- Point annotation records
[start]

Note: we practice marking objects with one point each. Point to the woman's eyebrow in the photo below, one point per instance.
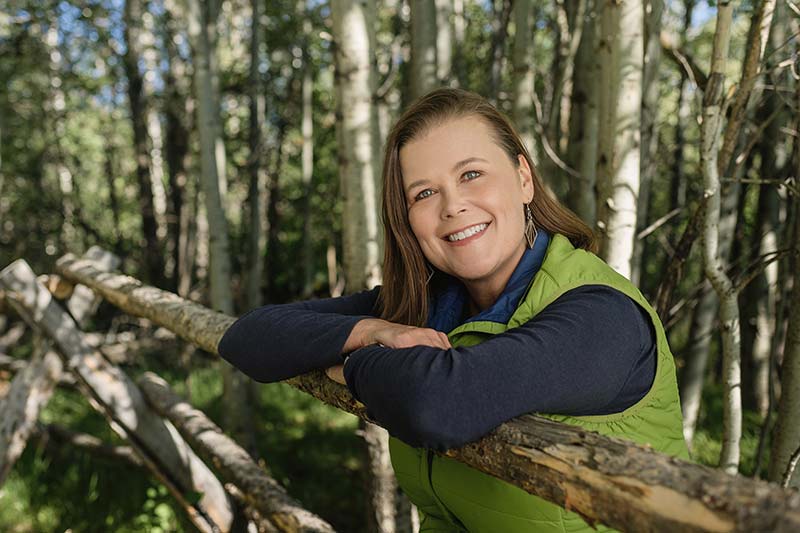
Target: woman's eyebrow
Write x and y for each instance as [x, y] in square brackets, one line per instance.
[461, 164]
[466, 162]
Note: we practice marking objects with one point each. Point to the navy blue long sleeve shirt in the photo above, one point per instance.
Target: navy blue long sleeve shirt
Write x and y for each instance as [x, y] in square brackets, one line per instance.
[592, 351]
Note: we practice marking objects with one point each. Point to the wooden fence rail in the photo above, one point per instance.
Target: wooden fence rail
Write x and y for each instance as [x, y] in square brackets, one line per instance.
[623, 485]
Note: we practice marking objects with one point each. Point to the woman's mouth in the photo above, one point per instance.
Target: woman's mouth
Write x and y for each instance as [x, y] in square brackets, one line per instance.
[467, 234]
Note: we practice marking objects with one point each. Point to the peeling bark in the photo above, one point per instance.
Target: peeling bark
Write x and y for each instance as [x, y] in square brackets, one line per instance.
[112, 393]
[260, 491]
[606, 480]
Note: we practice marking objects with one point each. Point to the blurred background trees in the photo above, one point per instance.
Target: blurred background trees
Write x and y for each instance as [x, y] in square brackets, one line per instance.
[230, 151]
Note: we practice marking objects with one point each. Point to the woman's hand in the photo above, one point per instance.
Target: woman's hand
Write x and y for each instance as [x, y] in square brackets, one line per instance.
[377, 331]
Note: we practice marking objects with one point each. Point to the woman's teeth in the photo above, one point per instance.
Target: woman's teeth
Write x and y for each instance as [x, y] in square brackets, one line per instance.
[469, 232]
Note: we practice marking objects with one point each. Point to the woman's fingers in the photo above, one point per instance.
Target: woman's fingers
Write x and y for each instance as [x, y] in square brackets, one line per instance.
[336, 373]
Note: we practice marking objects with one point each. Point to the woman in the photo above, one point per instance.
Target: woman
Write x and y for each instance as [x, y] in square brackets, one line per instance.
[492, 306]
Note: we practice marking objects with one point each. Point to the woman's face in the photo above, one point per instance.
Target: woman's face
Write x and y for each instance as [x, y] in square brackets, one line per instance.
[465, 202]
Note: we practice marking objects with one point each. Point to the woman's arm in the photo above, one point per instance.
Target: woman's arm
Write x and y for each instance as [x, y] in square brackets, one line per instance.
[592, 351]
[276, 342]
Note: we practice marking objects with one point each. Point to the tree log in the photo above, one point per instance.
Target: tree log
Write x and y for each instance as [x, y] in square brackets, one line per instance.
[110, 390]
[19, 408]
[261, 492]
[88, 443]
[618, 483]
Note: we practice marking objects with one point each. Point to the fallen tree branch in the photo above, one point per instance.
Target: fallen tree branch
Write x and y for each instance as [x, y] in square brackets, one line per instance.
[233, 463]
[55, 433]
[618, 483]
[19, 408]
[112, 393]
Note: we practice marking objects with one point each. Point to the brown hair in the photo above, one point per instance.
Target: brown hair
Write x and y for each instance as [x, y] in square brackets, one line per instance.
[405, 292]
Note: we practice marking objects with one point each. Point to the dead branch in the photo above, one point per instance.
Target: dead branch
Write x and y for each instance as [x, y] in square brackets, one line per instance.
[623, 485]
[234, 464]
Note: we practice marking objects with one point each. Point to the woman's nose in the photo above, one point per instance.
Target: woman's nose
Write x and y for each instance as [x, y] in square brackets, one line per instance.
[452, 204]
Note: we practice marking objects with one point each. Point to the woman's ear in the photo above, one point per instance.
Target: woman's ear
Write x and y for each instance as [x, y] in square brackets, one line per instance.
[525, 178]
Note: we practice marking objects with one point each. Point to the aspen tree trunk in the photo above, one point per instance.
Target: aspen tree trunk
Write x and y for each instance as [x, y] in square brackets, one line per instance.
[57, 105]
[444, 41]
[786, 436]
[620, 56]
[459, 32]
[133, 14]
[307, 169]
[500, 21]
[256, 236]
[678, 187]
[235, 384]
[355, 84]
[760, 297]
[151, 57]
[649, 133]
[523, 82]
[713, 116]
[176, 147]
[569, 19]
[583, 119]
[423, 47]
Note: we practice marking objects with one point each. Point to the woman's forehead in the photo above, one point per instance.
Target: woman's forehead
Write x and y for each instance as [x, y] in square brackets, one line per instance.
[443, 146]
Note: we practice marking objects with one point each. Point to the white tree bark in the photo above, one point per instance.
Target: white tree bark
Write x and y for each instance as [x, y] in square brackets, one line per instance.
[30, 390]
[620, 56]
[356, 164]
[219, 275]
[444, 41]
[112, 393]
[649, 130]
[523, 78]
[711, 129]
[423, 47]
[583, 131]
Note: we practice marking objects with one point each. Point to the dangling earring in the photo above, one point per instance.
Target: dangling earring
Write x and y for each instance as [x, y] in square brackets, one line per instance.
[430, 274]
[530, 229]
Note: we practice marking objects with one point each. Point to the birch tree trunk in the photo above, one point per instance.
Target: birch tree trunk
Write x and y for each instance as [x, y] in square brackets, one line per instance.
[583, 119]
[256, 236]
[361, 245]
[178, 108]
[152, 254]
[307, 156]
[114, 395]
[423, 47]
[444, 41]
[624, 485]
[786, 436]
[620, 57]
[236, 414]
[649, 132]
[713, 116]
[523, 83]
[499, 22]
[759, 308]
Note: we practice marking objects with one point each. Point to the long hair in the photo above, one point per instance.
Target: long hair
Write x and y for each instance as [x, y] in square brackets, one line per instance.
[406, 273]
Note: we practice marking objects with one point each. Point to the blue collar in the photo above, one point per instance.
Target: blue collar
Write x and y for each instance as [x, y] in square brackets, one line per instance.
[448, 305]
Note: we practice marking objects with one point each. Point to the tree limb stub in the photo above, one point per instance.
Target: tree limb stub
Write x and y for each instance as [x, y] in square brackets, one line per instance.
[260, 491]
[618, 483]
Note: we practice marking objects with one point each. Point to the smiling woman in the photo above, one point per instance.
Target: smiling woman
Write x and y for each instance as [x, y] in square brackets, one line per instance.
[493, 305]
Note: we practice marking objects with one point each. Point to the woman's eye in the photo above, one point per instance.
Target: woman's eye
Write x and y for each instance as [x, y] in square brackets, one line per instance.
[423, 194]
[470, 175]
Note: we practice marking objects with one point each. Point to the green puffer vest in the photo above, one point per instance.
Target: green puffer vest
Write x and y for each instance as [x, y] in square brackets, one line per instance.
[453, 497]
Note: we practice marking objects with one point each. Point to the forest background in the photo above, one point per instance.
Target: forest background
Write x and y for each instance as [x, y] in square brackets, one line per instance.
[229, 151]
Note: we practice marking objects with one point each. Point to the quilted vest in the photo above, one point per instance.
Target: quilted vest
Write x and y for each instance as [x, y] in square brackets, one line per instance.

[end]

- Task requirements
Copy the data above word for word, leaving the pictures out of your answer.

- Written answer
Note: we practice marking objects with one point each. Point to the woman's eyebrow in the photo below, one point per instance.
Target: woman's eyebrow
Write x and y for each instance as [x, y] in square brackets, one line per instance.
[461, 164]
[466, 162]
Note: we practice marking objects with one point each. Point to the navy blue long sleeve shirt in the photo above, one point per instance.
Target: navy blue long sleeve shirt
Write x and y for each instance as [x, y] in square brackets, one line per instance.
[592, 351]
Note: we practice marking objects with one point each. Point to the wooden fence rail in the photo above, one point per instance.
Target: wooden fence rail
Write x and y for each instance as [x, y] in square brackets, one line per instance.
[623, 485]
Note: we practice marking objects with one point each. Point to the woman's mouth in the photo above, one point per instance.
Target: woman's mouth
Write x and y for each instance as [x, y] in square brackets, one line per instance.
[467, 234]
Note: we practice marking objects with one point each. Point to the peeling bark in the photo above, one point per instance.
Target: peeling bark
Write x and y for each instance as [x, y] in square brackets, one line per instance.
[112, 393]
[260, 491]
[606, 480]
Note: we practice marking objects with one point each. Point to the blurred background trees in the photo above, one point per instance.
Target: blurred background trees
Write x and y for each instance as [x, y] in square brackets, one line per instance.
[230, 151]
Note: we practice marking objects with one point each. Point to the woman's hand in the photo above, one point per instance.
Target: woman's hand
Write x and y for each instance as [x, y] in square brackets, one line per instance.
[377, 331]
Note: we practice marking objects with one point each. Point to the woman's teeth in the photo above, one point per instance.
Target: woman's teeth
Write x and y for each instance as [x, y] in square brackets, one line per instance.
[469, 232]
Note: we practice marking objects with one point each. Point to the woman's fingers in the photo above, one point per instance.
Target: woman's fingers
Write x and y for each instance as [x, y] in square brackets, one line per instance.
[336, 373]
Note: we practice marking objects with one point each. Point to the woman in the photo above, one point per instance.
Target: woman
Write x and y for each instance as [x, y] in square brackets, one line per instance.
[492, 306]
Note: we practice marking objects with one point each. Point to the woman's face in the photo above, one point per instance.
Target: woman's face
Write x and y for each instance as [x, y] in square brackets, one line per instance.
[465, 202]
Note: we practice marking objects with one point each. Point to the woman's arm in the photo above, one point per instance.
Target: woman's arm
Write x and y for each instance as [x, y] in square brackets, one line per instance.
[592, 351]
[276, 342]
Note: we practice marking objects with one point each. Point to the tree log in the photo above, one point per instance.
Target: tree log
Write x and y for each instance as [x, y] in square brackets, one line per instance.
[110, 390]
[19, 408]
[261, 492]
[88, 443]
[618, 483]
Note: we practice marking objects with one point each. Point to the fallen tree branch in the photo above, one point per instance.
Target: fallen tree branch
Write x and y for each instance as [x, y] in square brackets, one line per instance.
[233, 463]
[55, 433]
[618, 483]
[19, 408]
[112, 393]
Note: we practice marking objects with one point each. Point to the brown hair in the photo above, one point per instance.
Target: brown hair
Write x and y for each instance as [x, y] in square brackets, one line per instance.
[405, 292]
Note: we practice marking objects with one point each. Point to the dead branch in the photo above, one point per instance.
Target: dead branch
Write x and y for each instance as [x, y] in square brackets, one line per instance.
[623, 485]
[234, 464]
Note: we practice marking objects with one point each. Point to the woman's nose in the photo above, one point per instance.
Target: woman's nose
Write x and y for each instance as [x, y] in square brackets, one line per instance.
[452, 204]
Note: we practice marking objects with one point each. Point to the woman's ear in the photo above, one point per instance.
Target: woman's ear
Write x and y for each instance as [x, y] in square brackets, one line per instance.
[525, 178]
Note: we practice marking objects with one point each. Point to the aspen tree trunk in the photo above, one point per instance.
Target: aspen tree trunk
Write x and y for each instance as [x, y] in square brackets, one line per instance.
[57, 105]
[444, 41]
[786, 436]
[620, 56]
[459, 32]
[133, 14]
[307, 169]
[500, 21]
[256, 236]
[678, 187]
[235, 384]
[355, 84]
[760, 297]
[151, 57]
[649, 133]
[523, 82]
[713, 116]
[176, 147]
[569, 19]
[583, 119]
[423, 47]
Note: we practice marking objects with one point each. Point to the woman's forehead in the photo above, one point per instance.
Target: woman's forehead
Write x and y for each instance as [x, y] in square brackets, one line per instance.
[443, 146]
Note: we practice marking objects with one point each. Point to the white tree bark in the photo above, one point per instance.
Target: white tree bark
Write x and y for each instance as [x, y] in square brackets, one line per instance.
[30, 390]
[620, 56]
[356, 164]
[219, 275]
[444, 41]
[112, 393]
[649, 130]
[523, 78]
[711, 129]
[423, 47]
[583, 131]
Note: we practice marking objects with one point each. Point to the dangling earring in the photo above, one point per instance.
Target: dangling earring
Write x and y for each instance as [x, y] in square brackets, one line per instance.
[430, 274]
[530, 229]
Note: we practice marking objects with one point each. Point to the birch tree trunk in the photo above, one point per instance.
Target: birch tree trunk
Write x and y for each instance as [x, y] in square brackets, one line per instance.
[583, 119]
[256, 236]
[361, 245]
[178, 108]
[152, 254]
[307, 156]
[114, 395]
[423, 47]
[444, 41]
[624, 485]
[786, 436]
[620, 57]
[236, 414]
[649, 132]
[713, 116]
[523, 83]
[499, 22]
[759, 308]
Note: we practice marking objects with one point each. Point to the long hair in the photo above, one point per instance.
Target: long hair
Write x and y for each instance as [x, y] in square brackets, one line per instance.
[406, 273]
Note: we practice marking objects with one point each. Point to the blue collar in the photo above, one point per instance.
Target: blue collar
Write x and y for each instance as [x, y] in square brackets, one line per instance.
[448, 305]
Note: we practice marking objects with one point each. Point to the tree limb stub in the photo above, one point per instance.
Target: tree limb stub
Write x and y for each instance as [x, y] in square brackets, one line per instance.
[260, 491]
[618, 483]
Note: we practice marking objects with one point each. Point to the smiling woman in the photo above, one point per instance.
Target: smiling woman
Write x and y for each instance as [x, y] in square brackets, one line per instance.
[493, 305]
Note: we practice marking objects with one point each. Point to the woman's eye in the photo above, one point per instance.
Target: woman's eye
Write x and y for each instance as [x, y] in square brackets, one line per instance.
[423, 194]
[470, 175]
Note: we practice marking objects with one point each. Point to the green puffer vest in the photo above, one point per instance.
Target: green puffer vest
Write x and y for each instance as [x, y] in square brackets, one line per instance.
[453, 497]
Note: we practice marking objects with one point each. Point to the forest background in the photo above, one point per instance.
Target: forest background
Write x and y for each instance as [x, y] in square brackets, one line per instance.
[229, 151]
Note: we practice marking objects with one point each. Point to the quilted vest in the photo above, one point per instance.
Target: quilted vest
Write x and y for each instance as [x, y] in square brackets, one line per instance.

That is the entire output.